## GIVEN REQUEST A
Please convert the rows into a JSON list of strings, one string per line with blank lines omitted. Begin at the line that contains "spot the truck in the photo above" and stop after the final line of the rows.

-- start of DOCUMENT EXTRACT --

How Quant Interviews Work
Quant interviews are unlike anything else in finance — or technology. You will not be asked to walk through your CV for 45 minutes. Instead, expect a series of increasingly difficult technical challenges designed to test how you think under pressure.
A typical quant interview process at a top firm looks like this:
- Online assessment — coding test, numerical reasoning, or both
- Phone screen — 30-60 minutes of probability, maths, or coding questions
- Superday / on-site — 4-6 hours of back-to-back interviews covering probability, coding, market knowledge, and fit
The questions below are drawn from real interview processes at firms including Jane Street, Citadel, Two Sigma, Optiver, IMC, Jump Trading, Goldman Sachs, and others.
Probability & Brain Teasers
These are the bread and butter of quant interviews. Every firm asks them. The goal is not just to get the right answer — interviewers want to see clear, structured thinking.
1. You roll two fair dice. What is the expected value of the maximum?
Answer: List the 36 outcomes. The maximum takes value k with probability (2k-1)/36 for k = 1,...,6.
E[max] = (1×1 + 2×3 + 3×5 + 4×7 + 5×9 + 6×11) / 36 = 161/36 ≈ 4.47
2. You flip a fair coin repeatedly. What is the expected number of flips to get two heads in a row?
Answer: Let E be the expected number from the start, and A be the expected number given the last flip was heads.
From start: E = 1 + (1/2)A + (1/2)E → after first flip, half the time we have a head (state A), half the time we restart.
From state A: A = 1 + (1/2)(0) + (1/2)E → next flip is heads (done, 0 more needed) or tails (restart).
Solving: A = 1 + E/2, and E = 1 + A/2 + E/2.
From the second equation: E/2 = 1 + A/2, so E = 2 + A = 2 + 1 + E/2 = 3 + E/2, giving E = 6.
3. Three ants are on the vertices of an equilateral triangle. Each picks a random direction and walks along an edge. What is the probability that no two ants collide?
Answer: Each ant has 2 choices (clockwise or anticlockwise), so there are 2³ = 8 equally likely outcomes. No collision occurs only if all three go clockwise or all three go anticlockwise. P(no collision) = 2/8 = 1/4.

-- end of DOCUMENT EXTRACT --
-- start of LISTED ENTRIES --

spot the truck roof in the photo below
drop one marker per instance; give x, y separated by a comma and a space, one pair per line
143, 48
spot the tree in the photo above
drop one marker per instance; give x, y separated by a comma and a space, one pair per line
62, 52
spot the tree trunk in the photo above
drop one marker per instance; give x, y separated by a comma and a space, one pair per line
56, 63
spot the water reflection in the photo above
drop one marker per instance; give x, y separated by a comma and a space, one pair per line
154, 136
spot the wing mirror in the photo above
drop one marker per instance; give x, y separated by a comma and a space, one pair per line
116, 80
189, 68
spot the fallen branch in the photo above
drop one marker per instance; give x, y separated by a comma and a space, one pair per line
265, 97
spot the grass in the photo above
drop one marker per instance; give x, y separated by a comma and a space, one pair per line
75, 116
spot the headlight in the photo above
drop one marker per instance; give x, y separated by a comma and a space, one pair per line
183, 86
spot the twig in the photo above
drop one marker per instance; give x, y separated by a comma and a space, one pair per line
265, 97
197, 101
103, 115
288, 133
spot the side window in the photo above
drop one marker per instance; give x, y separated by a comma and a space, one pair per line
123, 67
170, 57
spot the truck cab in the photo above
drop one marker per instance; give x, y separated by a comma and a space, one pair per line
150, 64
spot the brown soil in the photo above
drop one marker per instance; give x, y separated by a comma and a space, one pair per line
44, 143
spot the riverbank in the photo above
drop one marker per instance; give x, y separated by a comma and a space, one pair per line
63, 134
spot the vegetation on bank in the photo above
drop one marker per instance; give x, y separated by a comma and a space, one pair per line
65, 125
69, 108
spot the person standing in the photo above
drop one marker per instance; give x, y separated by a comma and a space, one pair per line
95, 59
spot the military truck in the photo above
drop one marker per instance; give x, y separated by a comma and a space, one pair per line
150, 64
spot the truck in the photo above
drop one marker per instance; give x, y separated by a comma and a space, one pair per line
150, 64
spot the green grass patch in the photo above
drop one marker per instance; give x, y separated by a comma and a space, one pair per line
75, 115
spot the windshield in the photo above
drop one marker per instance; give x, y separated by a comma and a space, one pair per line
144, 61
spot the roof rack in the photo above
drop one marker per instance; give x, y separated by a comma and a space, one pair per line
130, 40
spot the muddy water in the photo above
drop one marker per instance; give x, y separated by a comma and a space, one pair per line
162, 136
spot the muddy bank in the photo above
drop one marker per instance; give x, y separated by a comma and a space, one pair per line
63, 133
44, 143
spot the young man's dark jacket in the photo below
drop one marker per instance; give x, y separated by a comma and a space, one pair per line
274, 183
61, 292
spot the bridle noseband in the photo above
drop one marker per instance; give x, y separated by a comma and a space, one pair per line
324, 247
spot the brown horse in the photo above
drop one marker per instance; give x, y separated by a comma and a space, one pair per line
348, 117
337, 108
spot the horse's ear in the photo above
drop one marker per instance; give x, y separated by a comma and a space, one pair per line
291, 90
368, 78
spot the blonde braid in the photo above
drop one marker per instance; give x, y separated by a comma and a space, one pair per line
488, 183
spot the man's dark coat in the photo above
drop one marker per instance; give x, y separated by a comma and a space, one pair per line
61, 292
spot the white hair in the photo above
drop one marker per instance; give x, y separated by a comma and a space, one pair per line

-- end of LISTED ENTRIES --

## GIVEN REQUEST B
In the quant interview guide, how long does a superday or on-site last?

## WORKED ANSWER A
[
  "spot the truck in the photo above",
  "drop one marker per instance; give x, y separated by a comma and a space, one pair per line",
  "150, 64",
  "spot the green grass patch in the photo above",
  "drop one marker per instance; give x, y separated by a comma and a space, one pair per line",
  "75, 115",
  "spot the windshield in the photo above",
  "drop one marker per instance; give x, y separated by a comma and a space, one pair per line",
  "144, 61",
  "spot the roof rack in the photo above",
  "drop one marker per instance; give x, y separated by a comma and a space, one pair per line",
  "130, 40",
  "spot the muddy water in the photo above",
  "drop one marker per instance; give x, y separated by a comma and a space, one pair per line",
  "162, 136",
  "spot the muddy bank in the photo above",
  "drop one marker per instance; give x, y separated by a comma and a space, one pair per line",
  "63, 133",
  "44, 143",
  "spot the young man's dark jacket in the photo below",
  "drop one marker per instance; give x, y separated by a comma and a space, one pair per line",
  "274, 183",
  "61, 292",
  "spot the bridle noseband in the photo above",
  "drop one marker per instance; give x, y separated by a comma and a space, one pair per line",
  "324, 247",
  "spot the brown horse in the photo above",
  "drop one marker per instance; give x, y separated by a comma and a space, one pair per line",
  "348, 117",
  "337, 108",
  "spot the horse's ear in the photo above",
  "drop one marker per instance; give x, y separated by a comma and a space, one pair per line",
  "291, 90",
  "368, 78",
  "spot the blonde braid in the photo above",
  "drop one marker per instance; give x, y separated by a comma and a space, one pair per line",
  "488, 183",
  "spot the man's dark coat in the photo above",
  "drop one marker per instance; give x, y separated by a comma and a space, one pair per line",
  "61, 292",
  "spot the white hair in the photo above",
  "drop one marker per instance; give x, y separated by a comma and a space, one pair per line"
]

## WORKED ANSWER B
4-6 hours of back-to-back interviews.